_Consigne_
Convertis en CSV à deux colonnes, « texte » et « reponse », uniquement le passage allant de la ligne qui contient "Spot the lattice" jusqu'à celle qui contient "x=293, y=153", bornes incluses. Mets une ligne CSV par enregistrement, chaque valeur dans un seul champ entre guillemets, en remplaçant les sauts de ligne par des espaces.

_Données_
• • •

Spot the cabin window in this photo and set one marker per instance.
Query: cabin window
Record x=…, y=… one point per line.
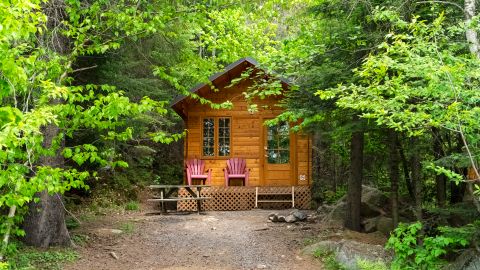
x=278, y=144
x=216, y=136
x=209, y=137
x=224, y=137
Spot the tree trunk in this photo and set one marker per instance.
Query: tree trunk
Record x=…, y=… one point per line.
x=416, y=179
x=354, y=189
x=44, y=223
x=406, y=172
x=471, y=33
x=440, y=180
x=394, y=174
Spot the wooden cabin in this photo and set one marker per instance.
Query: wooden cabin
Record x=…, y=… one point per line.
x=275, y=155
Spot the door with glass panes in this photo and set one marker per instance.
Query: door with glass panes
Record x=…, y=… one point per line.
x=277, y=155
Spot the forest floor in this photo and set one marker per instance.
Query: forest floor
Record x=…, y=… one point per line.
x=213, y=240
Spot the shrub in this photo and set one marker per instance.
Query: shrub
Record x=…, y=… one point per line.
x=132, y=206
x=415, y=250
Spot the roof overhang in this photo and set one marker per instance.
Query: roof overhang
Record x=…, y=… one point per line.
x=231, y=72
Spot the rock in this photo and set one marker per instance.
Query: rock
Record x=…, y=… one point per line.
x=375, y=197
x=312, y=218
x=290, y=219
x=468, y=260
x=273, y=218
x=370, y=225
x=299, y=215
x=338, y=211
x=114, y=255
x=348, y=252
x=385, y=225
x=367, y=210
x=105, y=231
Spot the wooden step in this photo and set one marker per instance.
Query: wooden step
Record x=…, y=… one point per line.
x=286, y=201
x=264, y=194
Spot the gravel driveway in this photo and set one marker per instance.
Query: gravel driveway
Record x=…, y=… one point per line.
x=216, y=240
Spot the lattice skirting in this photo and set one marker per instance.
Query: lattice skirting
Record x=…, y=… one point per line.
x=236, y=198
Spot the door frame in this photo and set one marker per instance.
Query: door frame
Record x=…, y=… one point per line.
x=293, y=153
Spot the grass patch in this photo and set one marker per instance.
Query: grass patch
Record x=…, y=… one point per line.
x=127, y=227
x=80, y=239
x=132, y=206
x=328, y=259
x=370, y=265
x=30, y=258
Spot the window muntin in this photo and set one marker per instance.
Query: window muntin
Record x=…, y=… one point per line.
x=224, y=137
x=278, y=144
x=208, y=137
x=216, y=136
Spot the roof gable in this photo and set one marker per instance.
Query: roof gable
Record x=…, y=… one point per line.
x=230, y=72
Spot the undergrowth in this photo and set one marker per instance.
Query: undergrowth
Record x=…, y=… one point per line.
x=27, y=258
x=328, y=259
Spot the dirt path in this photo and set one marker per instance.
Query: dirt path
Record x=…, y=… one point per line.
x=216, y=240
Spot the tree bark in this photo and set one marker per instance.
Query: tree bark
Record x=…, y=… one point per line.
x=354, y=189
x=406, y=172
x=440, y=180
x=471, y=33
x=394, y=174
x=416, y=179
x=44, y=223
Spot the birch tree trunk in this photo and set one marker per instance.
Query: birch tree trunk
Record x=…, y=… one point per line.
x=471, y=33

• • •

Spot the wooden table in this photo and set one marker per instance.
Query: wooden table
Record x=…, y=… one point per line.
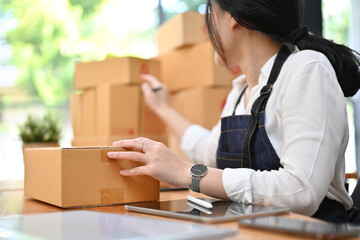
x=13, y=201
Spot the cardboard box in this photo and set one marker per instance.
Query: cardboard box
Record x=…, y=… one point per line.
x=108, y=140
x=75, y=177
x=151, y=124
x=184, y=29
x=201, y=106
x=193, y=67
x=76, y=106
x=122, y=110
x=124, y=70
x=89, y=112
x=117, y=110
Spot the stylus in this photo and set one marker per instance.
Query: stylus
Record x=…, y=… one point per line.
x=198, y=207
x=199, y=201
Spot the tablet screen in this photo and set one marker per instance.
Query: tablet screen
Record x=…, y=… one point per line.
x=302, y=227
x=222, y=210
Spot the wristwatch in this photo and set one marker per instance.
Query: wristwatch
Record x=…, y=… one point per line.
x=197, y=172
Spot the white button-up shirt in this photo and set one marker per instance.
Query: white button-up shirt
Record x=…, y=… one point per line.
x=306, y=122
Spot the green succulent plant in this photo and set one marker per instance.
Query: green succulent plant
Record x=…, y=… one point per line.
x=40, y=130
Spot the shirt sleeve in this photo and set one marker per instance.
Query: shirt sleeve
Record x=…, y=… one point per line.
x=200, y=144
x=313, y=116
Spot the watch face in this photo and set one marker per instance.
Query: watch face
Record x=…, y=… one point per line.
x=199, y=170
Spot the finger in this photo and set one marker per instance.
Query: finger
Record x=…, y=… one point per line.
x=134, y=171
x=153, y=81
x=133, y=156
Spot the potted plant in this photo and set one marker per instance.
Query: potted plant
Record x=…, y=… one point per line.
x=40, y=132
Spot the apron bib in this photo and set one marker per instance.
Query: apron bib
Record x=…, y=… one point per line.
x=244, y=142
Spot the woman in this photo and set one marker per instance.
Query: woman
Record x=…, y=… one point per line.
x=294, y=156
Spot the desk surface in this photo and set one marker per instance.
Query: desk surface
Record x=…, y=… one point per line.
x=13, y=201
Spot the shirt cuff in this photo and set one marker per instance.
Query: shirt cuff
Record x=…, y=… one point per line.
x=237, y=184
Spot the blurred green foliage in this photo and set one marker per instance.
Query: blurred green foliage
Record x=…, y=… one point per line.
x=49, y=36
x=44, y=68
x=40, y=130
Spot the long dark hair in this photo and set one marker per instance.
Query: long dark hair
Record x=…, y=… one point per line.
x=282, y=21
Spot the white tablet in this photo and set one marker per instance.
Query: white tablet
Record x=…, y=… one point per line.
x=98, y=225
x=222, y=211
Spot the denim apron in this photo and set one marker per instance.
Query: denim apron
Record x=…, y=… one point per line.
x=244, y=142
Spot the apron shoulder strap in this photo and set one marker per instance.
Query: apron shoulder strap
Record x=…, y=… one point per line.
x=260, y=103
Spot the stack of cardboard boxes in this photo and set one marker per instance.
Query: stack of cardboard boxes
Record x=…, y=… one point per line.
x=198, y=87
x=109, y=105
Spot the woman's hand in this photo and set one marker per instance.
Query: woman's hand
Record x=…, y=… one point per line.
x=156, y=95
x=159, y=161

• • •

_Voici le résultat_
texte,reponse
"Spot the lattice skirting in this photo and set one marker per instance. Query: lattice skirting Record x=…, y=… one point per line.","x=236, y=198"
"Spot the door frame in this photo and set one marker per instance. Query: door frame Record x=…, y=… one point per line.","x=293, y=153"